Required work
Copy everything from the line containing "Where can the bokeh" down through the end of the records, swapping "glass" for "acrylic" and changing nothing else. Leave the pictures out of your copy.

========================================

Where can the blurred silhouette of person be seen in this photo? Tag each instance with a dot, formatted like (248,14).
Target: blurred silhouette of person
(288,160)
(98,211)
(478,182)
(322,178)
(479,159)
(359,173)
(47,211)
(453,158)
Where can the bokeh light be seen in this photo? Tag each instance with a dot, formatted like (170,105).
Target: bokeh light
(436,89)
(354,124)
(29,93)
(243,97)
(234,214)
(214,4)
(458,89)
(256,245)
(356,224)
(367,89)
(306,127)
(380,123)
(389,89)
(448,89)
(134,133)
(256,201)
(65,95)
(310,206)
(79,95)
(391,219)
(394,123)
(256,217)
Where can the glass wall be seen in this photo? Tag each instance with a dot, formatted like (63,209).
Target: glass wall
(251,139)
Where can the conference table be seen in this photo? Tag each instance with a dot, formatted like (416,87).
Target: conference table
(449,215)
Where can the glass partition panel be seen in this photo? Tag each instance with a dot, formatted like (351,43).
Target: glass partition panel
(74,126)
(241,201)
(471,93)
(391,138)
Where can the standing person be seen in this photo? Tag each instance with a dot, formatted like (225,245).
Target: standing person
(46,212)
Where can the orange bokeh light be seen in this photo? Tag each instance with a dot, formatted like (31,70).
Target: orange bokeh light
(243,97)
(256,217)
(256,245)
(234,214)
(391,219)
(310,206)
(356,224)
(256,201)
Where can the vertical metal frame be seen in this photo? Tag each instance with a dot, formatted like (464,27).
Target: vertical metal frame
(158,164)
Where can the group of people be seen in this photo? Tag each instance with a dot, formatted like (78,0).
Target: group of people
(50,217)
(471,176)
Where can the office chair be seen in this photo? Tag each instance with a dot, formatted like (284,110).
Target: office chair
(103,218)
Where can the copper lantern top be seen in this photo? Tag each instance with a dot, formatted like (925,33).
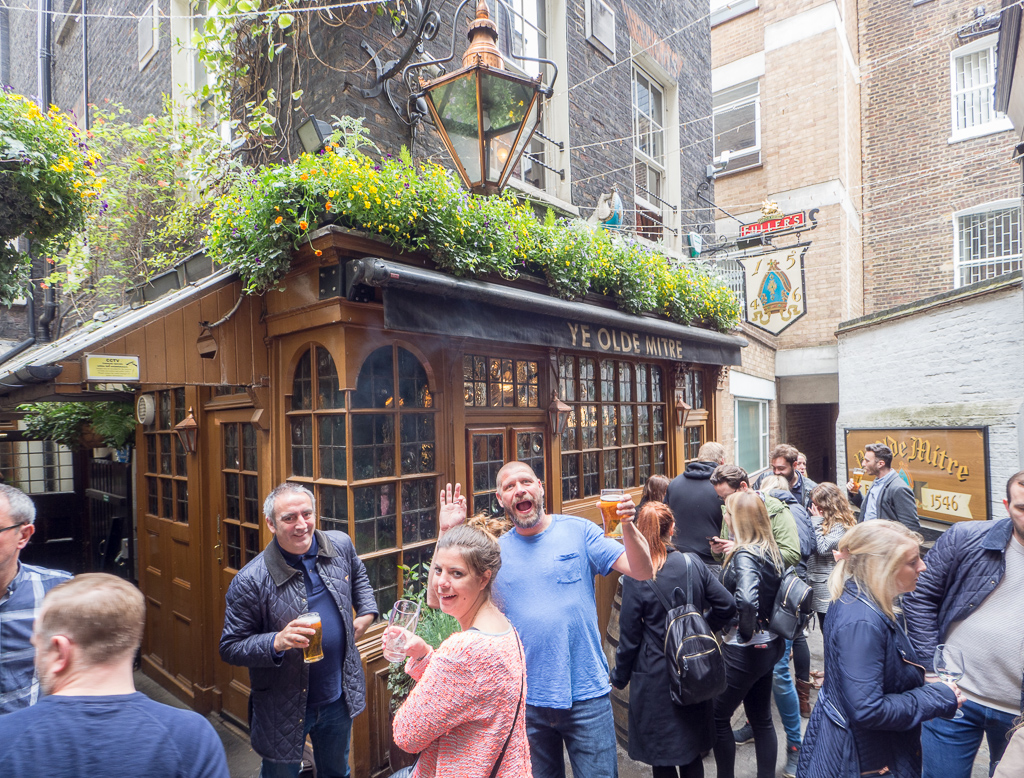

========================================

Reply
Where can the bokeh light be seen in this photo? Tag each instance with a dot, formatted like (170,105).
Target: bokeh light
(436,89)
(354,124)
(29,93)
(243,97)
(234,214)
(214,4)
(458,89)
(256,245)
(356,224)
(367,89)
(306,127)
(380,123)
(389,89)
(448,89)
(134,133)
(256,201)
(65,95)
(310,206)
(79,95)
(391,219)
(394,123)
(256,217)
Where can the acrylic wall be seen in this photo? Tag each instance with a dot, formatted like (63,209).
Target: acrylic wall
(251,139)
Where can the conference table be seen in this photo? Tag each instance with a dot, formatted like (416,87).
Target: conference table
(449,215)
Where can the acrylic partition panel be seen in this photo? Tag each instance with a dot, formatted like (351,43).
Target: acrylic partition panel
(74,126)
(241,201)
(471,93)
(391,138)
Where can the standing person be seen in this photo? Tag each instance with a dot, formatted like (225,245).
Target: standing person
(46,212)
Where can the orange bokeh light be seen in this photo? Tag each instance with a dot, formatted like (31,70).
Target: orange bokeh light
(243,97)
(256,217)
(256,245)
(234,214)
(391,219)
(310,206)
(356,224)
(256,201)
Where can the vertical metal frame be seen in this photo? Tag each instance with a dot, formatted like (464,27).
Target: vertical metal frame
(158,164)
Where can the group of people be seen in this photo? Tag each instance with a dot, formatted like (78,0).
Target: group of people
(50,217)
(471,176)
Where can the office chair be seen in this photo? Tag each instance with a dot, formatted like (284,110).
Target: office chair
(103,218)
Where can the copper lantern top be seen in this photo? Tag each instance with a dot, formatted like (925,33).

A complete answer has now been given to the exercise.